Minnesota nurses join nationwide call for safe staffing

FOR IMMEDIATE RELEASE

Contact: Sam Fettig
(c) 612-741-0662
sam.fettig@mnnurses.org
Lauren Nielsen
(c) 651-376-9709
lauren.nielsen@mnnurses.org

As nurses continue to leave the profession due to unsafe staffing, legislature must pass the Keeping Nurses at the Bedside Act

(St. Paul) – January 26, 2022 – Nurses with the Minnesota Nurses Association (MNA) today are joining nurses nationwide to demand hospital executives and legislators end the staffing, retention and care crisis in our hospitals by guaranteeing safe numbers of nurses so every patient receives the care they deserve.

“Hospital executives understaff nurses, push corporate healthcare practices and mergers, and take multi-million-dollar salaries while care at the bedside is in crisis. It is past time for Minnesota Legislators to hold hospital executives accountable to patients, not profits,” said Mary C. Turner, RN, MNA President. “From our historic contract fight last year to the legislature this year, Minnesota nurses are determined to win the safe staffing levels needed to protect patient care and keep nurses at the bedside.”

▶ **PROBLEM DESCRIPTION**: Copy the press release about safe staffing word for word from "FOR IMMEDIATE RELEASE" up to and including "care they deserve.". The material below is not required for anything here.

Items stored from a collection
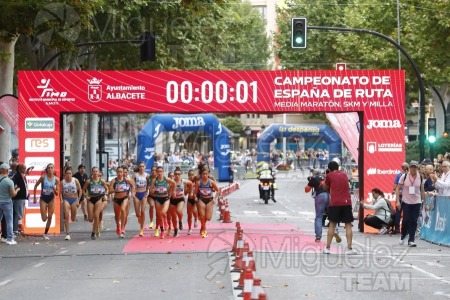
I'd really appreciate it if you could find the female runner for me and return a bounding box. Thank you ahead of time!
[150,167,175,239]
[186,170,198,235]
[83,167,108,240]
[133,161,150,236]
[59,167,82,241]
[33,164,59,241]
[147,167,159,237]
[169,167,194,237]
[109,166,135,238]
[195,168,220,238]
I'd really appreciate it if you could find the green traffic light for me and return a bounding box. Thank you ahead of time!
[295,36,303,45]
[428,135,436,144]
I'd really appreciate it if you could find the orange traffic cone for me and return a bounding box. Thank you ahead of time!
[222,206,233,223]
[251,278,263,300]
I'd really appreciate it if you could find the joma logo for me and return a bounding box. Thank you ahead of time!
[367,120,402,129]
[172,117,205,129]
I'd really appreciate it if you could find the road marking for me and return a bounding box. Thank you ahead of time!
[272,210,287,216]
[0,279,12,286]
[33,263,45,268]
[425,261,445,268]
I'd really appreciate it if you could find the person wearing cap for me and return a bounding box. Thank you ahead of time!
[73,164,88,221]
[430,160,450,196]
[323,161,358,255]
[392,162,409,234]
[395,160,427,247]
[0,164,20,245]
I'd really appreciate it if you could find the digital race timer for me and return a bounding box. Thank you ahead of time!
[166,81,258,104]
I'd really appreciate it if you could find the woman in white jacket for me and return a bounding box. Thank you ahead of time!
[364,188,391,234]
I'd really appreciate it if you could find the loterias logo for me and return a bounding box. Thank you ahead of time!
[87,77,103,102]
[25,118,55,132]
[367,120,402,129]
[367,168,400,176]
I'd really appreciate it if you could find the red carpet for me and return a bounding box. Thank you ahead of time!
[122,223,330,253]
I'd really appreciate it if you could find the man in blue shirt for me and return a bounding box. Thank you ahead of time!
[0,164,20,245]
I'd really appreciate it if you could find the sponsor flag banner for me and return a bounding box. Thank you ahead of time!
[18,70,405,234]
[0,95,19,133]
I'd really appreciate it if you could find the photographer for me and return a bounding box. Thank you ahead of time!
[361,188,391,234]
[305,171,330,243]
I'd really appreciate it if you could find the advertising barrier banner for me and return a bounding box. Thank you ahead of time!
[420,196,450,246]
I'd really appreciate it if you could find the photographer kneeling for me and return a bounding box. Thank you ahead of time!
[361,188,391,234]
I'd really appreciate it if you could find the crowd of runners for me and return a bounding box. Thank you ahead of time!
[34,162,220,240]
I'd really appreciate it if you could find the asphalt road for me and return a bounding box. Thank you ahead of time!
[0,172,450,300]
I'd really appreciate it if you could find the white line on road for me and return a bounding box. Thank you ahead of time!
[0,279,12,286]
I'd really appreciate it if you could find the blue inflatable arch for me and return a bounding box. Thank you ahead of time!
[137,114,230,181]
[256,124,342,163]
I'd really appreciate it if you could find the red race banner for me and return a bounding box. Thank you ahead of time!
[19,70,405,231]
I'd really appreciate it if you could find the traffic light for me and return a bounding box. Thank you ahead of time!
[291,18,307,49]
[428,118,437,144]
[141,31,156,61]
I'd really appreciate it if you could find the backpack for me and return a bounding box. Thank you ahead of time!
[383,198,395,226]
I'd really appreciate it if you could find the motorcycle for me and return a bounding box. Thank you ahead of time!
[259,172,276,204]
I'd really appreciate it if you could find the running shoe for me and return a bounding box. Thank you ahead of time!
[408,242,417,247]
[333,232,342,243]
[345,249,358,255]
[380,227,388,234]
[6,240,17,246]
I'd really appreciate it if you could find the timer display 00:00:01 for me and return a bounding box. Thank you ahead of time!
[166,81,258,104]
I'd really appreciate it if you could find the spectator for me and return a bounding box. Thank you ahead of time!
[12,164,29,236]
[395,160,426,247]
[430,160,450,196]
[323,161,358,255]
[392,162,409,234]
[305,171,330,243]
[361,188,391,234]
[0,164,20,245]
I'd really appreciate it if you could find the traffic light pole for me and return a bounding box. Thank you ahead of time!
[307,26,425,161]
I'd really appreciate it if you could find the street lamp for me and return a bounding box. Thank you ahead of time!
[244,125,252,149]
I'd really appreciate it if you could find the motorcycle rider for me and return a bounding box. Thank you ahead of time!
[257,163,277,202]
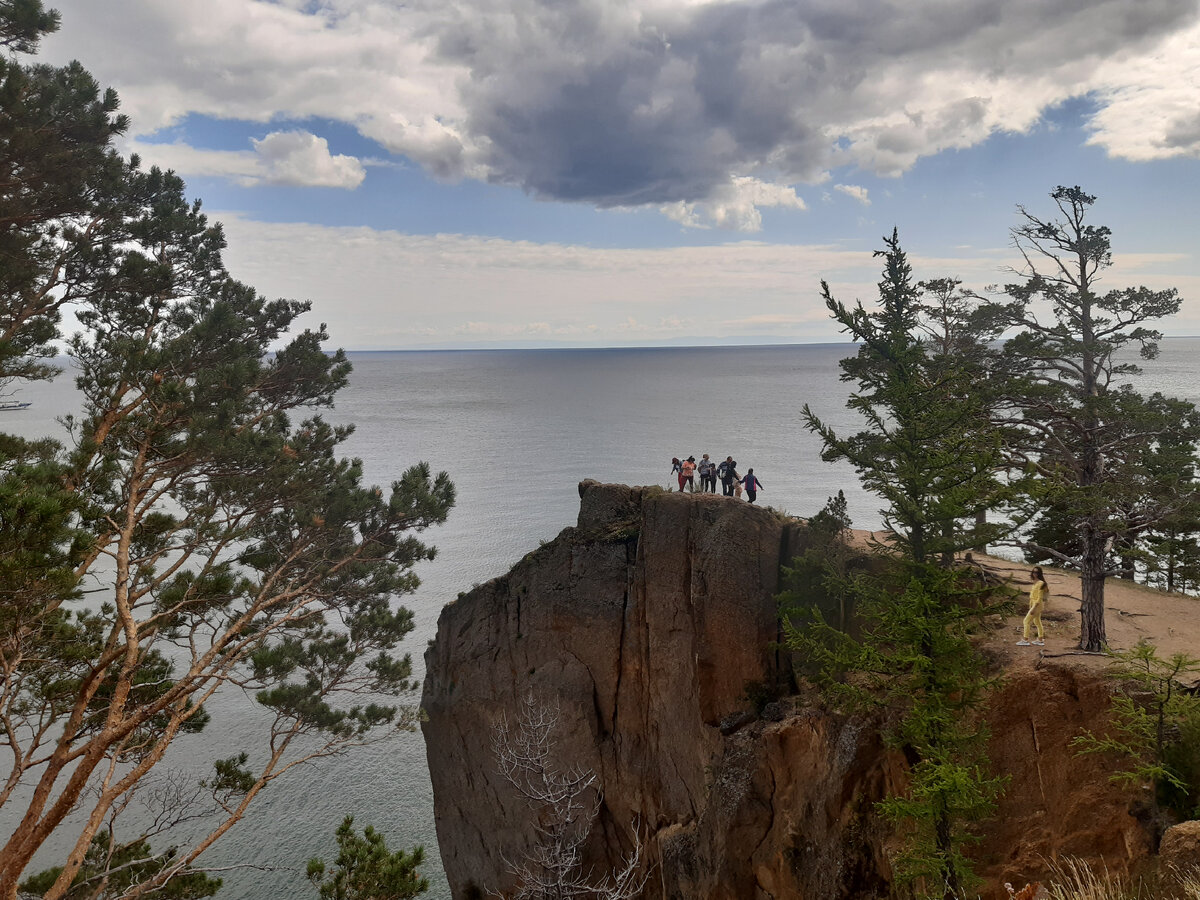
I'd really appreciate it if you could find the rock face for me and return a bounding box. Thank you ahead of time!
[422,481,1151,900]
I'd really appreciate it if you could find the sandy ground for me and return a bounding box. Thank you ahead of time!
[856,533,1200,686]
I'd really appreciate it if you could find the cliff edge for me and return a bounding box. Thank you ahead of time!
[422,481,1194,900]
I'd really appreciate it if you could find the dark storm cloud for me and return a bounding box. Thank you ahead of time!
[433,0,1196,206]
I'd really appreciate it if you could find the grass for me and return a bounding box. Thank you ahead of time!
[1004,858,1200,900]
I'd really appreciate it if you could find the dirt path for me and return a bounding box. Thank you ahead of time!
[856,532,1200,668]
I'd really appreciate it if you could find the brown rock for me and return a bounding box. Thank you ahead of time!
[422,481,1171,900]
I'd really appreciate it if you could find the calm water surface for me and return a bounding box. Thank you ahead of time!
[0,338,1200,900]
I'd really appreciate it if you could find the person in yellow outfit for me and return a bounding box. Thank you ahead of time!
[1016,565,1050,647]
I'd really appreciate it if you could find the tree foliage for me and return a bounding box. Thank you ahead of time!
[0,0,454,899]
[787,232,1012,898]
[984,186,1200,650]
[307,816,430,900]
[803,232,1010,563]
[1073,640,1200,818]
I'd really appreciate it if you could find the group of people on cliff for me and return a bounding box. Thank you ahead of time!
[671,454,762,503]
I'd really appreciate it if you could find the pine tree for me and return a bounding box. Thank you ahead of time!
[307,816,430,900]
[986,187,1200,652]
[0,0,454,900]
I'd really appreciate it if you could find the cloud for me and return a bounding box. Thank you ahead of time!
[660,176,805,232]
[212,214,1200,349]
[251,131,366,188]
[47,0,1200,224]
[130,131,366,190]
[833,185,871,206]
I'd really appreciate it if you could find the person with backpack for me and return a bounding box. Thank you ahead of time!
[742,469,762,503]
[716,456,738,497]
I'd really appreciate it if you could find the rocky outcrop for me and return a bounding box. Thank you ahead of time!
[422,481,1151,900]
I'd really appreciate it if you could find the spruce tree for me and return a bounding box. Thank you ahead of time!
[788,232,1010,899]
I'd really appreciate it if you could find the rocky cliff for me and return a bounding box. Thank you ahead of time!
[422,481,1151,900]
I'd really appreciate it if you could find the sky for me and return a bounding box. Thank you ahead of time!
[40,0,1200,349]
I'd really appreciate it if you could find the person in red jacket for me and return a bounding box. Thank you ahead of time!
[679,456,696,493]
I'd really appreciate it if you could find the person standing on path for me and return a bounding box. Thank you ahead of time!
[1016,565,1050,647]
[742,469,762,503]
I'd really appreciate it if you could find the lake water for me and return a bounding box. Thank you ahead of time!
[0,338,1200,900]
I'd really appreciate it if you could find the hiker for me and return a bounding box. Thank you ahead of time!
[679,456,696,493]
[716,456,738,497]
[742,469,762,503]
[1016,565,1050,647]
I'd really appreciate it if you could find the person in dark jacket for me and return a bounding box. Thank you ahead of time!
[742,469,762,503]
[716,456,738,497]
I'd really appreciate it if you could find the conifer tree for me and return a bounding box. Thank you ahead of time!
[0,0,454,900]
[788,232,1009,899]
[985,186,1200,652]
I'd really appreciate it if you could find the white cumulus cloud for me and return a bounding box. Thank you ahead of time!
[130,131,366,190]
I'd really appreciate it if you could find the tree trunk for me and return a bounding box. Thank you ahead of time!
[1079,529,1108,653]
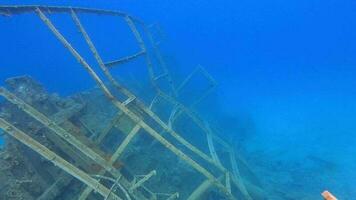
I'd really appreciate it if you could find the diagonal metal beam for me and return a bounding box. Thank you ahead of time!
[0,118,121,200]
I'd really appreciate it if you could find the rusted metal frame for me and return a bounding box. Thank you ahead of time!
[0,87,118,176]
[154,192,179,200]
[187,180,213,200]
[205,123,222,166]
[187,176,222,200]
[129,170,157,192]
[178,65,217,108]
[35,7,114,99]
[70,8,135,103]
[94,112,124,144]
[72,7,223,177]
[177,67,199,93]
[143,25,178,97]
[69,11,147,200]
[0,118,121,200]
[104,51,146,67]
[70,12,224,199]
[36,9,234,199]
[72,8,222,174]
[125,16,159,91]
[112,125,141,160]
[79,123,141,200]
[0,5,142,23]
[71,11,168,199]
[112,100,234,199]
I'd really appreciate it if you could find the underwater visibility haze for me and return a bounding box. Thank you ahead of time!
[0,0,356,200]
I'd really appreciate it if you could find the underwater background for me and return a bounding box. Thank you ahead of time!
[0,0,356,199]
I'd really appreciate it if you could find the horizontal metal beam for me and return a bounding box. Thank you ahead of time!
[105,51,146,67]
[0,118,121,200]
[0,5,128,16]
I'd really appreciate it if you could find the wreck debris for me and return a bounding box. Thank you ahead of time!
[0,6,262,200]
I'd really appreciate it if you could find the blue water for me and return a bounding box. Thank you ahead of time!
[0,0,356,199]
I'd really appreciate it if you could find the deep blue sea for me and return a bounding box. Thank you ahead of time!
[0,0,356,200]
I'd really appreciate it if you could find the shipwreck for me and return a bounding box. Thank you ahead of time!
[0,6,267,200]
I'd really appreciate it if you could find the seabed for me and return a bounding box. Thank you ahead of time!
[0,6,267,200]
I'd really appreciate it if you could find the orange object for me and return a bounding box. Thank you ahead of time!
[321,190,337,200]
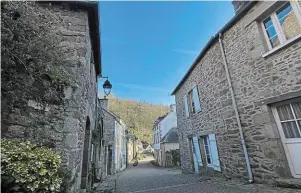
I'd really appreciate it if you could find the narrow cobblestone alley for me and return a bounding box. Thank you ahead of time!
[116,159,301,193]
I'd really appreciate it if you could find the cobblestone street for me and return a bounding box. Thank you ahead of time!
[116,160,301,193]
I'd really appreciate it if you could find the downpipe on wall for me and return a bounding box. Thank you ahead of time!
[218,33,254,183]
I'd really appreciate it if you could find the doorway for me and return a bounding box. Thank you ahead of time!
[272,98,301,178]
[81,117,91,189]
[190,137,203,173]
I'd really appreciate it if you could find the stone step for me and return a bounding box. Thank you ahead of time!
[275,178,301,189]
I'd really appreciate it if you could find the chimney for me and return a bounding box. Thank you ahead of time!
[170,104,176,112]
[232,0,250,14]
[98,99,108,109]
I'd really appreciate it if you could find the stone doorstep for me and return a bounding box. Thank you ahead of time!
[197,175,301,190]
[93,174,117,193]
[275,178,301,189]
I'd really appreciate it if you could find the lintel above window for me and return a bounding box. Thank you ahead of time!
[184,86,201,117]
[261,1,301,57]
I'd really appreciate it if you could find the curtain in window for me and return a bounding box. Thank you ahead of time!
[277,102,301,138]
[192,87,201,112]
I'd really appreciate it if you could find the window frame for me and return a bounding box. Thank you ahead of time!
[183,95,190,117]
[260,1,301,51]
[185,85,202,114]
[202,135,213,167]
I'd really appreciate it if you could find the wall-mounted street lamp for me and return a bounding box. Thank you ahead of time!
[101,77,112,98]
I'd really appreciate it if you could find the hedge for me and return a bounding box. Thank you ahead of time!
[1,139,62,193]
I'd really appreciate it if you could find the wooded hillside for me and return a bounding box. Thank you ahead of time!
[109,97,169,142]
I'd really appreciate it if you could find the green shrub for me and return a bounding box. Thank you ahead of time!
[1,139,62,193]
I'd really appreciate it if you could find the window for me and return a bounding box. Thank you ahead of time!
[191,134,221,172]
[204,136,212,165]
[184,95,189,117]
[262,2,301,49]
[188,87,201,113]
[276,102,301,138]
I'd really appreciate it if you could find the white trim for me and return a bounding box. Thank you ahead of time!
[261,1,301,57]
[203,135,213,168]
[271,9,286,45]
[272,107,294,176]
[271,103,301,178]
[290,103,301,136]
[262,34,301,58]
[261,20,274,50]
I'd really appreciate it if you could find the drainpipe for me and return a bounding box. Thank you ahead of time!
[218,33,254,183]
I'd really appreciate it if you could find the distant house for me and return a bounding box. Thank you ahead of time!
[159,127,180,167]
[172,1,301,185]
[153,105,177,165]
[1,1,102,193]
[127,133,138,164]
[102,102,127,177]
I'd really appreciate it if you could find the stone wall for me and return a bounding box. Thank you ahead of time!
[175,0,301,182]
[1,2,97,192]
[103,110,116,174]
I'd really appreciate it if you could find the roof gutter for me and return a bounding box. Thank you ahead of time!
[218,33,254,183]
[171,1,258,95]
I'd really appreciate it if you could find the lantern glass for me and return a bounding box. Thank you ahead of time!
[103,80,112,96]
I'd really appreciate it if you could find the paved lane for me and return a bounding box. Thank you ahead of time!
[116,159,301,193]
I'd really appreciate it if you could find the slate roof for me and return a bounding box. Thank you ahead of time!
[43,1,102,76]
[171,1,254,95]
[161,127,179,143]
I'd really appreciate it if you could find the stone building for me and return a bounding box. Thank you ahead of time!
[126,133,138,164]
[153,104,177,166]
[173,1,301,187]
[1,1,102,192]
[158,127,180,167]
[101,99,127,178]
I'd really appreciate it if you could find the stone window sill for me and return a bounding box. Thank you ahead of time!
[262,34,301,58]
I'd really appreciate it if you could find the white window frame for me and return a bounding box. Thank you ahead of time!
[203,135,213,167]
[261,1,301,50]
[185,86,201,114]
[191,86,201,113]
[184,95,189,117]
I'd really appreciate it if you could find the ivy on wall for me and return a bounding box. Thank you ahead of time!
[1,139,62,193]
[1,1,71,107]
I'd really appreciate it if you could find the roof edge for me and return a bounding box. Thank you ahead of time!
[171,1,258,95]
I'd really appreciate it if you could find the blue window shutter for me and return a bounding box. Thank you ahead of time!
[192,137,203,166]
[209,134,222,172]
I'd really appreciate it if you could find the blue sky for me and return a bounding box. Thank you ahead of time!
[99,1,234,105]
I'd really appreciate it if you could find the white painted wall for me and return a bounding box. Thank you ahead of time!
[153,106,177,155]
[114,121,126,172]
[159,112,177,141]
[164,143,180,151]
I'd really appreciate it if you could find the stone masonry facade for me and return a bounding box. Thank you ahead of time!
[1,3,100,192]
[175,2,301,183]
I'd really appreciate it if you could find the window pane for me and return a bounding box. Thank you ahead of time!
[292,102,301,119]
[266,26,277,38]
[263,17,280,48]
[263,17,273,29]
[277,105,294,121]
[192,87,201,112]
[204,137,208,146]
[206,155,211,164]
[276,3,292,19]
[205,145,210,154]
[184,95,189,117]
[270,35,280,48]
[276,3,301,40]
[281,121,300,138]
[189,92,195,113]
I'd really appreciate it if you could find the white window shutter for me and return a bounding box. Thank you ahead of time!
[192,137,203,166]
[192,87,201,112]
[184,95,189,117]
[209,134,222,172]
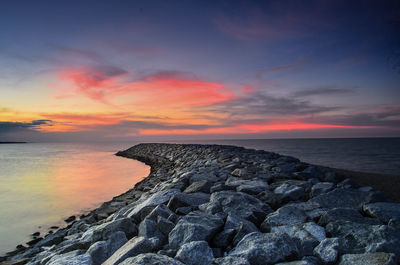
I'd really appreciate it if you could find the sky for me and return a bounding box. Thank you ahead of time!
[0,0,400,142]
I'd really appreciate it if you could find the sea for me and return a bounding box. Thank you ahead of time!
[0,138,400,255]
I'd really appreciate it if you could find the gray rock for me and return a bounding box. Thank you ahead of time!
[318,208,381,226]
[87,241,109,265]
[82,218,137,243]
[120,253,185,265]
[168,212,224,248]
[125,189,180,222]
[363,202,400,224]
[310,188,378,209]
[107,231,128,253]
[326,221,400,257]
[146,203,174,221]
[199,191,272,223]
[103,237,154,265]
[274,183,306,201]
[310,182,335,197]
[167,192,210,211]
[157,216,175,236]
[175,241,214,265]
[212,256,250,265]
[339,252,396,265]
[271,222,326,256]
[48,251,92,265]
[138,218,166,242]
[229,233,299,265]
[261,203,307,232]
[314,238,339,264]
[184,180,214,193]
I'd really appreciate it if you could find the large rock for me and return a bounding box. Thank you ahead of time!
[48,251,92,265]
[271,222,326,256]
[310,188,380,209]
[81,218,137,243]
[326,221,400,257]
[103,237,154,265]
[168,212,224,248]
[363,202,400,225]
[124,189,180,222]
[120,253,185,265]
[314,238,339,264]
[167,192,210,211]
[318,208,381,226]
[261,203,307,232]
[339,252,396,265]
[199,191,272,223]
[175,241,214,265]
[212,256,250,265]
[229,233,299,265]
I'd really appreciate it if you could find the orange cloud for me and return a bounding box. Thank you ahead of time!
[53,67,235,108]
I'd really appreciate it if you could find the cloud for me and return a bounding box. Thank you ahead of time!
[293,85,356,97]
[49,44,103,61]
[56,66,234,108]
[0,120,53,135]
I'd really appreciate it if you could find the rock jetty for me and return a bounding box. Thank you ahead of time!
[4,144,400,265]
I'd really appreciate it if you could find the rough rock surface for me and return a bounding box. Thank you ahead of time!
[0,144,400,265]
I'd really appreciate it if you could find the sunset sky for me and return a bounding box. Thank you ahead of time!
[0,0,400,141]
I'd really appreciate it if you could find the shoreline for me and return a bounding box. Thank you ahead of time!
[0,144,399,264]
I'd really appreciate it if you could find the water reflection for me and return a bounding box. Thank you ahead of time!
[0,144,150,254]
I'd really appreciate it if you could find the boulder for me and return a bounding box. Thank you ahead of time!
[318,208,381,226]
[314,238,339,264]
[103,237,154,265]
[339,252,397,265]
[120,253,185,265]
[229,232,299,265]
[175,241,214,265]
[168,212,224,248]
[199,191,272,224]
[184,180,214,193]
[261,205,307,232]
[363,202,400,224]
[212,256,250,265]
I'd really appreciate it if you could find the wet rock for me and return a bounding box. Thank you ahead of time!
[229,233,299,265]
[175,241,214,265]
[339,252,396,265]
[64,215,76,223]
[363,202,400,224]
[271,222,326,256]
[167,192,210,211]
[314,238,339,264]
[199,191,272,223]
[120,253,185,265]
[310,182,335,197]
[47,250,92,265]
[318,208,381,226]
[184,180,214,193]
[261,203,307,232]
[212,256,250,265]
[168,212,224,248]
[125,189,180,223]
[326,221,400,257]
[310,188,382,209]
[103,237,154,265]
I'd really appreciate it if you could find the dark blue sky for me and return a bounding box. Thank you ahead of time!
[0,0,400,139]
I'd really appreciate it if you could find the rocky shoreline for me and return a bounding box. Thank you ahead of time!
[2,144,400,265]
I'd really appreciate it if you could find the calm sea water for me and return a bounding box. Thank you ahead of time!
[0,138,400,254]
[172,138,400,175]
[0,142,149,255]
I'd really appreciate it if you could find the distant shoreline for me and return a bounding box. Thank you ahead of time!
[0,142,27,144]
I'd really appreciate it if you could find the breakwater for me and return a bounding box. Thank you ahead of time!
[1,144,400,265]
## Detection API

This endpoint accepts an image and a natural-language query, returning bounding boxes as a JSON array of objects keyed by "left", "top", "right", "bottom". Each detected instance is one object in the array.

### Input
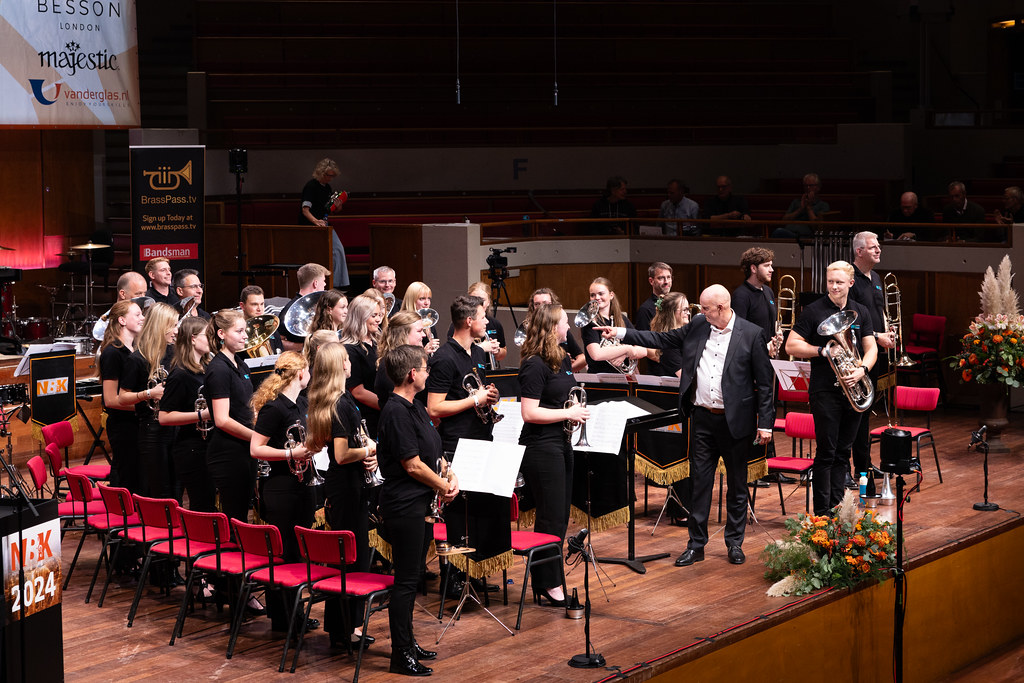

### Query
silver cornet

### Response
[
  {"left": 462, "top": 370, "right": 505, "bottom": 425},
  {"left": 355, "top": 420, "right": 384, "bottom": 488},
  {"left": 196, "top": 384, "right": 212, "bottom": 440},
  {"left": 285, "top": 420, "right": 324, "bottom": 486},
  {"left": 562, "top": 382, "right": 590, "bottom": 447}
]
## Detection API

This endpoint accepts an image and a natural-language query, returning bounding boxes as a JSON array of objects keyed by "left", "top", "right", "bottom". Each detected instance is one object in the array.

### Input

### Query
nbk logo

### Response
[{"left": 29, "top": 78, "right": 61, "bottom": 104}]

▶ **EXERCISE OUTPUT**:
FOR IMMEDIATE RELEASE

Contact: Sam Fettig
(c) 612-741-0662
sam.fettig@mnnurses.org
Lauren Nielsen
(c) 651-376-9709
lauren.nielsen@mnnurses.org

As nurses continue to leave the profession due to unsafe staffing, legislature must pass the Keeping Nurses at the Bedside Act

(St. Paul) – January 26, 2022 – Nurses with the Minnesota Nurses Association (MNA) today are joining nurses nationwide to demand hospital executives and legislators end the staffing, retention and care crisis in our hospitals by guaranteeing safe numbers of nurses so every patient receives the care they deserve.